#### Written exercise:
Edit the rows below by replacing "toasted baguette slice" with "grilled bread slice", leaving everything else unchanged.

#### Dataset excerpts on object pointing:
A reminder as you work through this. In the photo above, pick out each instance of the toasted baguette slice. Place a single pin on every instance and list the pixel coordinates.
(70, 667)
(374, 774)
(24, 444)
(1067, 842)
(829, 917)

#### Task answer:
A reminder as you work through this. In the photo above, pick out each instance of the grilled bread slice. Place a single pin on every instance and list the pixel coordinates.
(70, 667)
(374, 774)
(24, 444)
(1067, 842)
(829, 917)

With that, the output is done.